Required action:
Copy the records below character for character.

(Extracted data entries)
● ● ● ● ●

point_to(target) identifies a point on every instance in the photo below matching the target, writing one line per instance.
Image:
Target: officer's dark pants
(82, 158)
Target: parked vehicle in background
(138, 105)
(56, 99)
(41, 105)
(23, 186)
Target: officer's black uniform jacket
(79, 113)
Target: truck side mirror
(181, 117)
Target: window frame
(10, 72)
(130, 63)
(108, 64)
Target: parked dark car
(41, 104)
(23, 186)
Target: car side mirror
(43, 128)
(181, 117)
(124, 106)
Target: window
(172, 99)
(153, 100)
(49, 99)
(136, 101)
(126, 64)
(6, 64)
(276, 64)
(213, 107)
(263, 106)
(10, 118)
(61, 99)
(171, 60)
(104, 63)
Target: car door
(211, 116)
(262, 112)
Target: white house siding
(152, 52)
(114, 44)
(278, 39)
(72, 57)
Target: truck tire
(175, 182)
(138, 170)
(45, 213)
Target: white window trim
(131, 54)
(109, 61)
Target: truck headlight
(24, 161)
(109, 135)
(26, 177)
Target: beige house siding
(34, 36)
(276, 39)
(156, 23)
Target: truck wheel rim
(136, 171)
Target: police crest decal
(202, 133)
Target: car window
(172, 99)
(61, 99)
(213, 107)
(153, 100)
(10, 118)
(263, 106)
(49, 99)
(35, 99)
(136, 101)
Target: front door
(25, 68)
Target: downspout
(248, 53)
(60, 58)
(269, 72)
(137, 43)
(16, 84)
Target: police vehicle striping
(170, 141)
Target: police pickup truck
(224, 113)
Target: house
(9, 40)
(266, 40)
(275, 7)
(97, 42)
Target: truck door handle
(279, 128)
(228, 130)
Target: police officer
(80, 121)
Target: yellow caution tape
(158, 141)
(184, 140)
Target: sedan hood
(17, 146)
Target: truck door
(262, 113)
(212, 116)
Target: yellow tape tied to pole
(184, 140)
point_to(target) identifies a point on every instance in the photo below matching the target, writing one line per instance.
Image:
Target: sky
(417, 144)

● ● ● ● ●

Output of the exercise:
point_to(target) identifies a point on every instance in the photo below matching the target, writing one line per instance.
Image:
Target: officer's dark pants
(82, 158)
Target: parked vehicle in background
(138, 105)
(56, 99)
(41, 105)
(23, 186)
Target: officer's black uniform jacket
(79, 113)
Target: truck side mirror
(181, 117)
Target: window frame
(10, 72)
(130, 63)
(108, 64)
Target: parked dark car
(41, 104)
(23, 186)
Target: car side mirror
(43, 128)
(181, 117)
(124, 106)
Target: window
(172, 99)
(153, 100)
(49, 99)
(136, 101)
(126, 64)
(6, 64)
(276, 64)
(213, 107)
(263, 106)
(10, 118)
(61, 99)
(171, 60)
(104, 63)
Target: car door
(211, 116)
(262, 112)
Target: white house siding
(152, 52)
(114, 44)
(278, 39)
(72, 57)
Target: truck tire
(175, 182)
(138, 170)
(45, 213)
Target: white window trim
(131, 54)
(109, 61)
Target: truck headlight
(24, 161)
(109, 135)
(26, 177)
Target: beige house siding
(34, 36)
(276, 39)
(156, 23)
Target: truck wheel rim
(136, 171)
Target: police crest decal
(202, 133)
Target: car window
(172, 99)
(61, 99)
(213, 107)
(153, 100)
(10, 118)
(263, 106)
(49, 99)
(35, 99)
(136, 101)
Target: front door
(25, 68)
Target: downspout
(248, 53)
(60, 58)
(269, 72)
(137, 43)
(16, 84)
Target: police vehicle striping
(170, 141)
Target: police pickup truck
(224, 113)
Target: house
(9, 40)
(266, 40)
(275, 7)
(97, 42)
Target: truck door handle
(279, 128)
(228, 130)
Target: police officer
(80, 121)
Target: yellow caution tape
(158, 141)
(184, 140)
Target: sedan hood
(17, 146)
Target: truck door
(262, 113)
(212, 116)
Target: yellow tape tied to pole
(184, 140)
point_to(target) identifies a point on every instance in the photo below matching the target, writing one line per instance.
Image:
Target: sky
(417, 144)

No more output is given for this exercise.